All records below must be retyped exactly.

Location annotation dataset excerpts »
┌────────
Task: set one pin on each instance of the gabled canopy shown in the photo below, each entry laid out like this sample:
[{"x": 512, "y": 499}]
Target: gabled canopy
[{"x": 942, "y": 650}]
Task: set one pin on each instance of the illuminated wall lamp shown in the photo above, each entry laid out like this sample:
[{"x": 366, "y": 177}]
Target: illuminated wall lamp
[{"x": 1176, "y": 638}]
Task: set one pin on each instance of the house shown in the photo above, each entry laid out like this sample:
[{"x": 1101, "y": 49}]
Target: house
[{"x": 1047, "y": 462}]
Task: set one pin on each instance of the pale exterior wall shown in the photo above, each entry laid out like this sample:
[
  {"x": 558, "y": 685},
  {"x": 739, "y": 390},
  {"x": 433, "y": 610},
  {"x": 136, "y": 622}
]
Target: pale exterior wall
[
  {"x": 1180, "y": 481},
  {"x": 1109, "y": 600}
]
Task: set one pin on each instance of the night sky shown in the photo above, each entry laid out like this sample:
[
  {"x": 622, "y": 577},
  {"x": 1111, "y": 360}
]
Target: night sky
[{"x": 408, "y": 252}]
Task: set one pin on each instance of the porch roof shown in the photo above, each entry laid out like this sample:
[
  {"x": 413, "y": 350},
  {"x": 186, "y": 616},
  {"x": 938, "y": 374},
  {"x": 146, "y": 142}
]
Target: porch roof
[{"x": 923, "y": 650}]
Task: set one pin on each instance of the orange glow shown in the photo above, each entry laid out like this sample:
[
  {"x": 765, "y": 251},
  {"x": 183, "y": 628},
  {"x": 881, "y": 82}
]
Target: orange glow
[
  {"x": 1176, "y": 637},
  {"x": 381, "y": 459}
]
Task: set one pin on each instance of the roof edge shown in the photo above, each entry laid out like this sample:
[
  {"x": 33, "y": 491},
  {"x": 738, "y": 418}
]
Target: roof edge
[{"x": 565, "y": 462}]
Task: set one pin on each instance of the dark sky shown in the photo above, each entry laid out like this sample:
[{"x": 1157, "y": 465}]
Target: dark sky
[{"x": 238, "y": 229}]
└────────
Answer to this task »
Task: set one pin on each instance of the gabled canopy shown in the photo below, each entry laid out like this sample:
[{"x": 512, "y": 499}]
Target: gabled canopy
[{"x": 942, "y": 650}]
Task: set one pin on each instance of the illuminated wall lamp shown in the photo above, each entry laid out like this sample:
[{"x": 366, "y": 177}]
Target: illuminated wall lamp
[{"x": 1176, "y": 638}]
Task: set one pin on each instance of the house shown in the photo above, each entry laid out like this sample:
[{"x": 1101, "y": 49}]
Target: house
[{"x": 1047, "y": 462}]
Task: set one pin on each instance of the pale exterior wall shown in the photo above, each entry laid out like this sample:
[
  {"x": 558, "y": 685},
  {"x": 739, "y": 390},
  {"x": 433, "y": 610},
  {"x": 136, "y": 622}
]
Target: pale exterior wall
[
  {"x": 1180, "y": 481},
  {"x": 1109, "y": 600}
]
Task: set one pin on each instance of the night sky shown in the photo above, each entry laid out like this sample:
[
  {"x": 622, "y": 577},
  {"x": 1111, "y": 360}
]
Target: night sky
[{"x": 408, "y": 252}]
Task: set one pin on each instance of the porch roof shown in the photo above, each entry laid out like this sample:
[
  {"x": 413, "y": 350},
  {"x": 186, "y": 616},
  {"x": 938, "y": 374},
  {"x": 146, "y": 142}
]
Target: porch roof
[{"x": 923, "y": 650}]
Task: set one pin on each instance of the orange glow shown in the photo above, each entry laid out like this sample:
[
  {"x": 765, "y": 251},
  {"x": 183, "y": 628},
  {"x": 881, "y": 82}
]
Target: orange glow
[
  {"x": 1176, "y": 637},
  {"x": 381, "y": 459}
]
Task: set one pin on each instance of the roof edge shown in the photo above, each entry laid out like this sample:
[
  {"x": 33, "y": 491},
  {"x": 738, "y": 418}
]
Target: roof edge
[{"x": 565, "y": 462}]
Task: set one pin on each instance of the dark sky shown in the photo above, each entry laid out like this sample:
[{"x": 1157, "y": 465}]
Target: dark sky
[{"x": 238, "y": 229}]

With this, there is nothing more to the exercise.